_JOBS_
1. According to the chapter review below, what share of respondents in the 1953 Taft-Hartley Act poll had not followed the issue?
2. Copy everything in the chapter review below from "Reviewed by Thomas" down to "is going on." word for word.

_TEXT TO READ_
* begin *
Chapter 2 “Manufacturing Public Opinion”
Reviewed by Thomas Riggins
Moore opens this chapter by pointing out that large sections of the public know little, and care even less, about many of the issues that pollsters are asking them to give opinions about. Since the pollsters want to have dramatic splits in public opinion (it makes the poll more interesting for their media clients) they use questions with force-choice answers (i.e., usually two choices are given and "unsure" is not given as a choice) and ignore the fact that many people don't know much about the issues. The polls thus often "distort or completely mischaracterize what the American public is really thinking." I almost said they "misunderestimate" what is going on.
One of the tricks to get around public ignorance on the subject of the poll is to supply some information to the the person being polled. "As you may know X has said that Y is the case. Do you agree with what X says or not." But now you have biased the sample population you are polling by giving them this information. They no longer represent a typical cross section of the public. All polls do this and thus get "a manufactured opinion based on a mythological public-- measures that look like they represent what a rational, informed, and engaged citizenry might be thinking."
The Gallop people tried to get more honest reflections of public opinion. George Gallop decided on a five question poll that would also measure what the public knew about an issue. Moore reproduces the results of a 1953 poll concerning support for the Taft-Hartley Act. The result was CHANGE IT 19%, LEAVE IT AS IT IS 11%, REPEAL IT 3%, NO OPINION 7%, NOT FOLLOWED THE ISSUE 60%.
* end *
_DATA RECORDS_
* begin *
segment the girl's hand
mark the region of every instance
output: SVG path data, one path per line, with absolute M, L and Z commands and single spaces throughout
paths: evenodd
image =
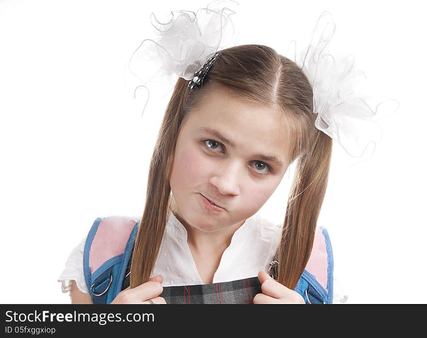
M 150 304 L 147 300 L 151 299 L 156 304 L 165 304 L 164 298 L 158 297 L 163 292 L 162 283 L 163 277 L 159 274 L 133 289 L 129 286 L 119 292 L 110 304 Z
M 288 289 L 265 271 L 258 273 L 262 293 L 255 295 L 254 304 L 305 304 L 305 301 L 298 292 Z

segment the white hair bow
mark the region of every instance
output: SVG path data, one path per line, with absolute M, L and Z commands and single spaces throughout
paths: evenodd
M 228 7 L 221 7 L 223 3 Z M 196 13 L 172 11 L 172 18 L 164 23 L 151 14 L 151 24 L 158 37 L 144 40 L 129 63 L 129 70 L 140 81 L 134 95 L 141 87 L 148 92 L 143 113 L 149 98 L 148 85 L 150 88 L 158 85 L 153 91 L 158 95 L 164 93 L 165 85 L 171 90 L 177 77 L 191 80 L 217 50 L 232 43 L 234 28 L 230 16 L 236 12 L 229 7 L 235 5 L 238 3 L 217 0 Z M 382 134 L 377 121 L 395 112 L 399 104 L 395 100 L 372 96 L 364 73 L 355 68 L 352 55 L 336 59 L 328 53 L 335 28 L 330 13 L 323 12 L 310 44 L 298 53 L 293 40 L 285 56 L 302 68 L 312 85 L 313 113 L 317 114 L 316 128 L 350 155 L 359 158 L 371 144 L 375 150 Z M 290 51 L 292 55 L 288 55 Z M 380 108 L 383 108 L 381 114 Z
* end *
_COMPLETE ANSWERS_
1. 60%

2.
Reviewed by Thomas Riggins
Moore opens this chapter by pointing out that large sections of the public know little, and care even less, about many of the issues that pollsters are asking them to give opinions about. Since the pollsters want to have dramatic splits in public opinion (it makes the poll more interesting for their media clients) they use questions with force-choice answers (i.e., usually two choices are given and "unsure" is not given as a choice) and ignore the fact that many people don't know much about the issues. The polls thus often "distort or completely mischaracterize what the American public is really thinking." I almost said they "misunderestimate" what is going on.